** Begin Supplied data **

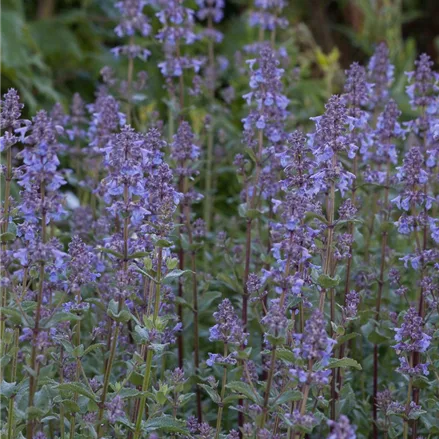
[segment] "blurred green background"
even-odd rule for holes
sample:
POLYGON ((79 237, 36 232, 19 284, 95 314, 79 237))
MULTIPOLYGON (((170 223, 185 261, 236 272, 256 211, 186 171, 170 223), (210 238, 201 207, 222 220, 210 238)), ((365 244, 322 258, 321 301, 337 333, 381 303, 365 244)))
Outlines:
MULTIPOLYGON (((118 44, 114 3, 0 0, 0 93, 18 88, 30 113, 56 101, 68 105, 75 91, 93 100, 100 69, 123 68, 109 51, 118 44)), ((191 1, 187 3, 191 6, 191 1)), ((225 39, 217 53, 232 63, 234 52, 254 40, 255 30, 246 24, 252 4, 226 0, 220 25, 225 39)), ((339 89, 343 69, 353 60, 367 61, 379 41, 387 41, 391 48, 397 78, 411 70, 417 53, 426 51, 435 61, 438 58, 437 0, 289 0, 285 13, 291 25, 281 39, 293 66, 301 68, 294 96, 303 118, 321 110, 328 94, 339 89)), ((136 66, 148 71, 152 83, 161 80, 155 62, 152 57, 146 65, 136 66)), ((396 94, 398 88, 402 96, 403 79, 396 84, 396 94)), ((159 102, 162 88, 151 89, 150 98, 159 102)))

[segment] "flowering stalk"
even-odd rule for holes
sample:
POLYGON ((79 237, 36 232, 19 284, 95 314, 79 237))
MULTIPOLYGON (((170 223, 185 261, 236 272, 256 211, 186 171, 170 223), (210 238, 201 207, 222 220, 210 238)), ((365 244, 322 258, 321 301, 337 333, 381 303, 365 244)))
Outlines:
MULTIPOLYGON (((154 302, 154 313, 153 313, 153 324, 155 324, 159 309, 160 309, 160 286, 162 283, 162 263, 163 263, 163 249, 162 247, 156 248, 157 252, 157 276, 155 280, 155 302, 154 302)), ((154 351, 151 348, 147 348, 146 354, 146 364, 145 364, 145 372, 143 375, 142 382, 142 396, 140 398, 139 408, 137 412, 136 418, 136 426, 134 430, 134 439, 139 439, 142 434, 142 418, 143 413, 145 411, 146 405, 146 392, 149 389, 149 382, 151 380, 151 371, 152 371, 152 357, 154 356, 154 351)))
MULTIPOLYGON (((11 365, 11 383, 15 383, 17 379, 17 357, 18 357, 18 336, 19 336, 19 329, 14 329, 14 343, 13 343, 13 350, 14 354, 12 357, 12 365, 11 365)), ((14 403, 15 403, 15 396, 12 396, 9 399, 9 406, 8 406, 8 439, 13 439, 14 436, 14 430, 15 430, 15 414, 14 414, 14 403)))
MULTIPOLYGON (((224 343, 224 358, 227 358, 228 350, 227 343, 224 343)), ((215 439, 219 438, 221 431, 221 421, 223 418, 223 410, 224 410, 224 396, 226 394, 226 384, 227 384, 227 365, 223 366, 223 378, 221 381, 221 393, 220 393, 220 402, 218 403, 218 413, 216 415, 216 430, 215 430, 215 439)))

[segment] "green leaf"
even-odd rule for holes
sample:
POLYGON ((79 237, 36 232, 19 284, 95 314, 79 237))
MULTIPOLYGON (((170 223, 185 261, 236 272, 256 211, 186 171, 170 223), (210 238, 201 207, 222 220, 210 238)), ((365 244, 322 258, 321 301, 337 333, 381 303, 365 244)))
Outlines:
POLYGON ((381 344, 389 340, 389 337, 381 334, 377 329, 371 331, 367 339, 373 344, 381 344))
POLYGON ((166 415, 160 416, 158 418, 148 419, 148 421, 144 423, 143 430, 147 433, 156 430, 160 430, 166 433, 189 433, 188 429, 186 428, 186 422, 166 415))
POLYGON ((17 391, 16 383, 8 383, 6 381, 2 381, 0 384, 0 396, 5 398, 6 400, 10 399, 17 391))
POLYGON ((135 398, 139 396, 140 392, 137 389, 124 388, 117 394, 123 399, 128 399, 128 398, 135 398))
POLYGON ((166 240, 166 239, 158 239, 155 243, 154 243, 154 245, 156 246, 156 247, 160 247, 160 248, 163 248, 163 247, 172 247, 172 242, 171 241, 168 241, 168 240, 166 240))
POLYGON ((0 233, 0 242, 11 242, 15 239, 15 235, 10 232, 0 233))
POLYGON ((4 314, 9 317, 11 323, 19 325, 22 322, 22 315, 20 311, 12 308, 0 308, 0 314, 4 314))
POLYGON ((251 386, 244 381, 232 381, 226 387, 234 392, 244 395, 253 402, 258 402, 259 395, 255 395, 251 386))
POLYGON ((79 395, 85 396, 92 401, 98 401, 97 396, 82 383, 62 383, 55 386, 55 389, 58 389, 61 392, 77 393, 79 395))
POLYGON ((339 276, 331 277, 328 276, 327 274, 321 274, 317 279, 317 283, 322 288, 335 288, 340 283, 340 277, 339 276))
POLYGON ((149 256, 151 252, 135 252, 128 256, 128 259, 138 259, 144 258, 145 256, 149 256))
POLYGON ((117 252, 116 250, 112 250, 111 248, 98 247, 98 251, 102 253, 108 253, 110 255, 116 256, 116 258, 123 259, 123 254, 117 252))
POLYGON ((296 356, 289 349, 276 349, 276 358, 289 364, 296 361, 296 356))
POLYGON ((126 323, 131 320, 131 313, 127 309, 119 311, 119 303, 114 299, 111 299, 108 304, 107 315, 119 323, 126 323))
POLYGON ((95 343, 95 344, 92 344, 83 352, 82 357, 85 357, 90 352, 93 352, 96 349, 99 349, 99 348, 105 349, 105 347, 106 347, 105 343, 95 343))
POLYGON ((198 384, 198 385, 207 392, 207 394, 210 396, 210 399, 215 404, 221 403, 221 397, 219 396, 218 392, 215 389, 212 389, 212 387, 208 386, 207 384, 198 384))
POLYGON ((178 279, 186 273, 193 273, 191 270, 179 270, 178 268, 169 272, 164 278, 163 283, 170 283, 174 279, 178 279))
POLYGON ((361 364, 355 361, 353 358, 331 358, 327 366, 328 369, 334 369, 335 367, 353 367, 357 370, 362 370, 361 364))
POLYGON ((287 390, 286 392, 282 393, 278 398, 272 398, 270 401, 270 406, 274 405, 281 405, 285 404, 286 402, 291 401, 299 401, 303 398, 302 392, 299 392, 299 390, 287 390))
POLYGON ((340 337, 337 337, 337 344, 335 345, 336 347, 342 345, 343 343, 346 343, 347 341, 358 337, 360 334, 358 334, 358 332, 351 332, 349 334, 345 334, 345 335, 341 335, 340 337))
POLYGON ((69 413, 77 413, 81 410, 79 408, 79 405, 75 401, 72 401, 71 399, 63 399, 62 401, 60 401, 60 403, 64 405, 67 412, 69 413))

** End Supplied data **

**Stated problem:**
Convert the lines above into a Markdown table with the columns Row and Line, numbering each row in order. Leave out the blank lines and the pictures.

**Result of this exercise:**
| Row | Line |
|---|---|
| 1 | [segment] "blurred green background" |
| 2 | even-odd rule for holes |
| 3 | sample: |
| 4 | POLYGON ((79 237, 36 232, 19 284, 95 314, 79 237)) |
| 5 | MULTIPOLYGON (((170 223, 185 261, 236 272, 256 211, 186 171, 170 223), (210 238, 201 207, 222 220, 210 238)), ((365 244, 322 258, 321 301, 337 333, 381 303, 365 244))) |
| 6 | Outlines: |
| 7 | MULTIPOLYGON (((118 44, 114 3, 0 0, 0 93, 18 88, 30 113, 56 101, 68 105, 75 91, 93 100, 100 69, 123 68, 109 51, 118 44)), ((191 1, 187 3, 191 6, 191 1)), ((225 39, 217 53, 232 63, 234 52, 254 40, 255 30, 246 24, 252 4, 226 0, 220 25, 225 39)), ((339 89, 343 69, 353 60, 367 61, 379 41, 387 41, 391 48, 397 78, 411 70, 417 53, 426 51, 435 61, 438 58, 437 0, 289 0, 285 13, 291 25, 281 39, 293 66, 301 68, 294 96, 303 118, 321 110, 328 94, 339 89)), ((136 66, 148 71, 152 83, 161 80, 155 62, 152 57, 146 65, 136 66)), ((396 94, 398 88, 402 96, 403 79, 396 84, 396 94)), ((159 102, 162 88, 151 89, 150 98, 159 102))) |
| 8 | [segment] "flowering stalk" |
| 9 | even-odd rule for holes |
| 10 | sample: |
| 11 | POLYGON ((79 237, 36 232, 19 284, 95 314, 79 237)) |
| 12 | MULTIPOLYGON (((170 223, 185 261, 236 272, 256 211, 186 171, 170 223), (210 238, 201 207, 222 220, 210 238)), ((365 244, 322 258, 321 301, 337 333, 381 303, 365 244))) |
| 13 | Outlines: |
| 14 | MULTIPOLYGON (((154 302, 154 313, 153 313, 153 324, 155 324, 159 309, 160 309, 160 286, 162 283, 162 263, 163 263, 163 249, 162 247, 156 248, 157 252, 157 276, 155 280, 155 302, 154 302)), ((154 351, 151 348, 147 348, 146 354, 146 364, 145 364, 145 372, 143 375, 142 382, 142 396, 140 398, 139 408, 137 412, 136 418, 136 426, 134 430, 134 439, 139 439, 142 434, 142 418, 143 413, 145 411, 146 405, 146 392, 149 389, 149 382, 151 380, 151 371, 152 371, 152 357, 154 356, 154 351))) |
| 15 | MULTIPOLYGON (((11 365, 11 383, 15 383, 17 379, 17 357, 18 357, 18 336, 19 336, 19 329, 14 329, 14 343, 13 343, 13 350, 14 354, 12 357, 12 365, 11 365)), ((14 403, 15 403, 15 396, 12 396, 9 399, 9 406, 8 406, 8 439, 13 439, 14 436, 14 430, 15 430, 15 414, 14 414, 14 403))) |
| 16 | MULTIPOLYGON (((224 343, 224 358, 227 358, 228 350, 227 343, 224 343)), ((215 439, 219 438, 221 431, 221 421, 223 418, 223 410, 224 410, 224 396, 226 394, 226 384, 227 384, 227 365, 223 366, 223 378, 221 381, 221 393, 220 393, 220 402, 218 403, 218 413, 216 415, 216 430, 215 430, 215 439))) |
| 17 | [segment] "green leaf" |
| 18 | even-odd rule for holes |
| 19 | sample: |
| 20 | POLYGON ((79 237, 36 232, 19 284, 95 314, 79 237)) |
| 21 | MULTIPOLYGON (((170 223, 185 261, 236 272, 256 211, 186 171, 170 223), (210 238, 201 207, 222 220, 210 238)), ((365 244, 322 258, 321 301, 337 333, 381 303, 365 244))) |
| 22 | Outlines: |
| 23 | POLYGON ((381 344, 389 340, 389 337, 381 334, 377 329, 371 331, 367 339, 373 344, 381 344)) |
| 24 | POLYGON ((166 415, 160 416, 158 418, 148 419, 148 421, 144 423, 143 430, 147 433, 156 430, 160 430, 166 433, 189 433, 188 429, 186 428, 186 422, 166 415)) |
| 25 | POLYGON ((17 391, 16 383, 8 383, 6 381, 2 381, 0 384, 0 396, 5 398, 6 400, 10 399, 17 391)) |
| 26 | POLYGON ((135 398, 139 396, 140 392, 137 389, 124 388, 117 394, 123 399, 128 399, 128 398, 135 398)) |
| 27 | POLYGON ((166 240, 166 239, 158 239, 155 243, 154 243, 154 245, 156 246, 156 247, 160 247, 160 248, 163 248, 163 247, 172 247, 172 242, 171 241, 168 241, 168 240, 166 240)) |
| 28 | POLYGON ((0 233, 0 242, 11 242, 15 239, 15 235, 10 232, 0 233)) |
| 29 | POLYGON ((4 314, 9 317, 11 323, 19 325, 22 322, 22 315, 20 311, 12 308, 0 308, 0 314, 4 314)) |
| 30 | POLYGON ((251 386, 244 381, 232 381, 226 387, 234 392, 244 395, 253 402, 258 402, 259 395, 255 395, 251 386)) |
| 31 | POLYGON ((79 395, 85 396, 92 401, 98 401, 97 396, 82 383, 62 383, 55 386, 55 389, 58 389, 61 392, 77 393, 79 395)) |
| 32 | POLYGON ((339 276, 331 277, 328 276, 327 274, 321 274, 317 279, 317 283, 322 288, 335 288, 340 283, 340 277, 339 276)) |
| 33 | POLYGON ((149 256, 151 252, 135 252, 128 256, 128 259, 138 259, 144 258, 145 256, 149 256)) |
| 34 | POLYGON ((117 252, 116 250, 112 250, 111 248, 98 247, 98 251, 102 253, 108 253, 110 255, 116 256, 116 258, 123 259, 123 254, 117 252)) |
| 35 | POLYGON ((296 356, 289 349, 276 349, 276 358, 289 364, 296 361, 296 356)) |
| 36 | POLYGON ((126 323, 131 320, 131 313, 127 309, 119 311, 119 303, 114 299, 111 299, 108 304, 107 315, 119 323, 126 323)) |
| 37 | POLYGON ((95 343, 95 344, 92 344, 83 352, 82 357, 85 357, 90 352, 93 352, 96 349, 99 349, 99 348, 105 349, 105 347, 106 347, 105 343, 95 343)) |
| 38 | POLYGON ((198 384, 198 385, 207 392, 207 394, 210 396, 210 399, 215 404, 221 403, 221 397, 219 396, 218 392, 215 389, 212 389, 212 387, 208 386, 207 384, 198 384)) |
| 39 | POLYGON ((178 279, 186 273, 193 273, 191 270, 179 270, 178 268, 169 272, 164 278, 163 283, 170 283, 174 279, 178 279)) |
| 40 | POLYGON ((361 364, 355 361, 353 358, 331 358, 327 366, 328 369, 334 369, 335 367, 353 367, 357 370, 362 370, 361 364)) |
| 41 | POLYGON ((287 390, 286 392, 282 393, 278 398, 272 398, 270 401, 270 406, 274 405, 281 405, 285 404, 286 402, 291 401, 299 401, 303 398, 302 392, 299 392, 299 390, 287 390)) |
| 42 | POLYGON ((340 337, 337 337, 337 344, 335 345, 336 347, 342 345, 343 343, 346 343, 347 341, 358 337, 360 334, 358 334, 358 332, 351 332, 349 334, 345 334, 345 335, 341 335, 340 337)) |
| 43 | POLYGON ((69 413, 77 413, 81 410, 79 408, 79 405, 75 401, 72 401, 71 399, 63 399, 62 401, 60 401, 60 403, 64 405, 67 412, 69 413)) |